START Records

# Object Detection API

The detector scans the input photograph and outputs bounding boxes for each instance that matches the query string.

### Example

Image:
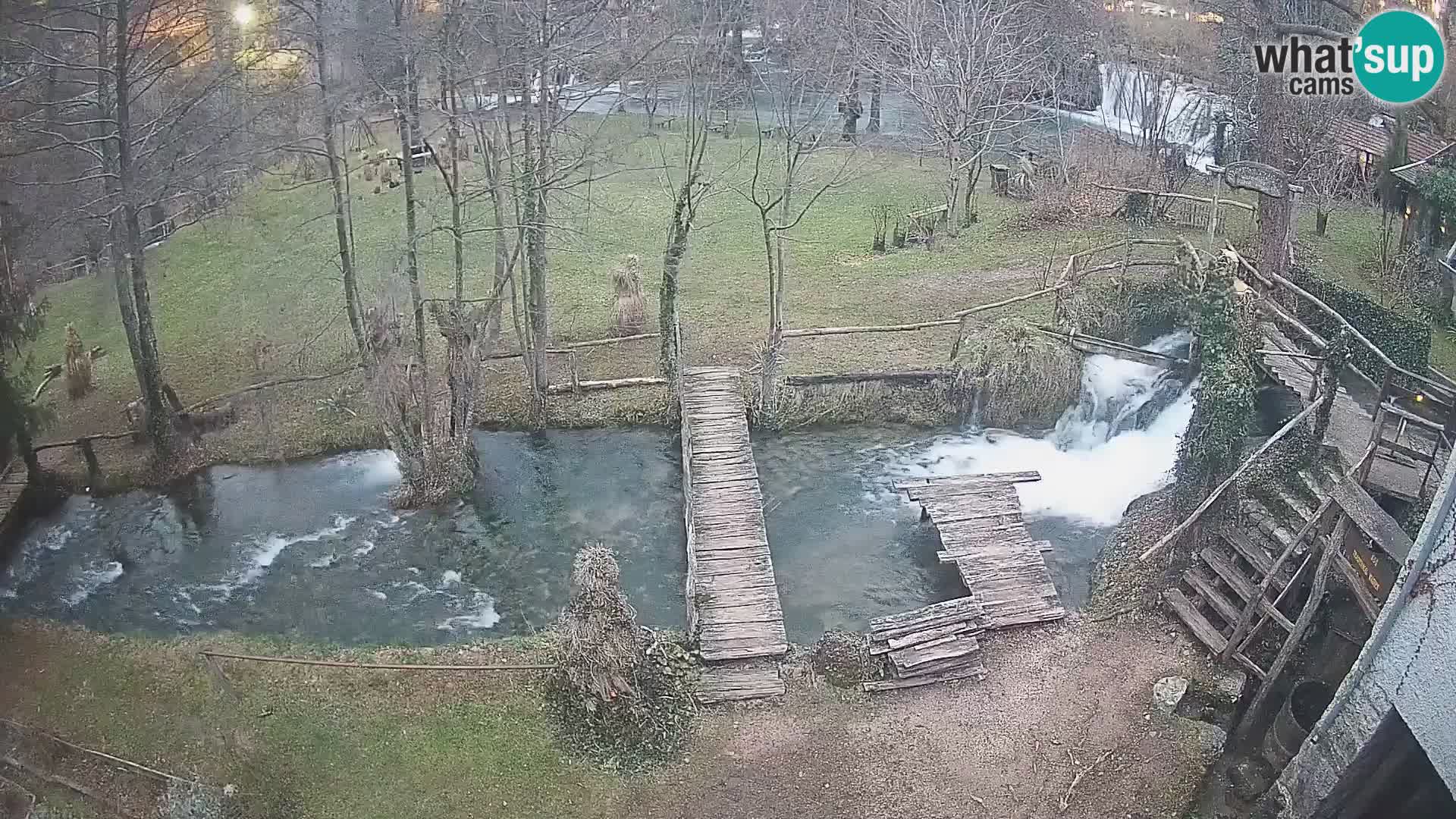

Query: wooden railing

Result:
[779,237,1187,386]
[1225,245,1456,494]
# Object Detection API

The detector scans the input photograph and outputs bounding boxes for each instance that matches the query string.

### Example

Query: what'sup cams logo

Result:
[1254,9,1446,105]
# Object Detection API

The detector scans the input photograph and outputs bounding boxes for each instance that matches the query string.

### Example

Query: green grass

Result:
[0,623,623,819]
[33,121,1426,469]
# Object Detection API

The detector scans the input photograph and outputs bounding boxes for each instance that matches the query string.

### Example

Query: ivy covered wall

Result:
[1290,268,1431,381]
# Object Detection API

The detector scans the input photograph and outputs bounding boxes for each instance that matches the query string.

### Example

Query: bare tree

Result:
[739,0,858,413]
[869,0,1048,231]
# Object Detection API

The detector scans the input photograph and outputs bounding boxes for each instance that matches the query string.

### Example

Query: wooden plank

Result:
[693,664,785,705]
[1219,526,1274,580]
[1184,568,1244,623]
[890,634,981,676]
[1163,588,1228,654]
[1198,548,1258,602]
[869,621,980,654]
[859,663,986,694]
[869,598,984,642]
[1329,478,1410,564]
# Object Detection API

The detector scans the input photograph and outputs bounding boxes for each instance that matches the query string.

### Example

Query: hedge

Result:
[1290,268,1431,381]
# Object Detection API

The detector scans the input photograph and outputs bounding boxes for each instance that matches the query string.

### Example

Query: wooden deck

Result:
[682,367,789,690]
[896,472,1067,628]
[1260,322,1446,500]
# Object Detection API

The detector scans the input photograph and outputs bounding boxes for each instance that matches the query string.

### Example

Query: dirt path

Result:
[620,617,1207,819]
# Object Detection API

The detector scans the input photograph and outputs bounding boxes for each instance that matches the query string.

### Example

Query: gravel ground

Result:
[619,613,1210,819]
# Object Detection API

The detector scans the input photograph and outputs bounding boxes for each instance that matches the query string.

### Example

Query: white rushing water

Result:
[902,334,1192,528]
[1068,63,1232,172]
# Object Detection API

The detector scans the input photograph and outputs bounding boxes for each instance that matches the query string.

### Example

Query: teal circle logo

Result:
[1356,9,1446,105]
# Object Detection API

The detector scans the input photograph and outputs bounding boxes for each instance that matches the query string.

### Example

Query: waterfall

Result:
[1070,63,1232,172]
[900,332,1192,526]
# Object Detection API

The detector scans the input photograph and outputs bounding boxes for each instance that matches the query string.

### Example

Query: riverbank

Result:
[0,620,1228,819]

END Records

Work to be completed>
Write the listing above out again exactly, dropping each image.

Result>
# Object Detection API

The detector scans the input photograph and outputs bounding boxes for each instance that matches the query string.

### Example

Image:

Query: wooden railing

Result:
[779,237,1187,386]
[1225,245,1456,494]
# Object Detection API

The detector scans the input photograph and outputs bounding boxes for each instance that matches the query string.

### Example

Query: what'sup cams logo

Result:
[1254,9,1446,105]
# Object Detection API

The detector scans the input photograph and outputs bounding boxes for each instance that matches the query string.

### Example

Query: green grass

Result:
[0,623,623,819]
[33,121,1426,469]
# Object Detection API

The detector scans the input photograph and outputs bounding boxes for each instance that matches the query string.

### Example

Query: ivy covered wall

Result:
[1290,268,1431,381]
# Object Detection API

The detector scans the input photograph and outputs bounding boxes for each instance that matches the query string.

### Example

Query: bare tree

Result:
[739,0,858,413]
[869,0,1048,231]
# Object Detection API

The detector scans the input photograph and outputs bounding boxes for each instance that matches the query string.

### Example

Query: wooden plank

Result:
[693,664,785,705]
[1219,526,1274,580]
[1184,568,1244,623]
[890,634,981,676]
[1163,588,1228,654]
[1198,548,1258,602]
[869,621,980,654]
[859,663,986,694]
[869,598,984,642]
[1329,478,1410,564]
# Object Detection API

The detector scans the input photograph and outputs bounding boxes for each instance that matches the query string.

### Example

Query: hedge

Result:
[1290,268,1431,381]
# Object Detection API

The detector scans the input photograph and outputs bounding boxes for each instance that matches the query string.

### Example

Query: wooden deck

Result:
[682,367,789,690]
[896,472,1067,628]
[1260,322,1446,500]
# Object Detection API

The detector scans the input photograph and outputs bounding boxes for each instance that matches the query string.

### Example

Query: dirt path

Result:
[620,617,1207,819]
# Object Detection API

The detector scans the input photograph and outputs bounding boxes for each instance that matches the query string.

### Example

Query: gravel ground

Result:
[619,613,1210,819]
# Object Detection API

The detector scans the input photograph and outputs bounding boxes for each instance that matches the query string.

### Example

Query: white rushing water

Result:
[902,334,1192,528]
[1068,63,1232,172]
# Object Detection API

The detector scans the input photograph and outputs bounding boxes for each instance that matches the query string.

### Example

Query: teal circle logo

Result:
[1356,9,1446,105]
# Object Detection API

The detector scans the input photograph and outputs bounding boxes for each instance that matches the query string.

### Example

Query: waterfall

Result:
[1070,63,1232,172]
[900,332,1192,526]
# Object Detection API

The detector scans the input photograph and outputs bounding boxes for each instance that matches the query string.

### Example

Query: riverbank

Result:
[0,620,1228,819]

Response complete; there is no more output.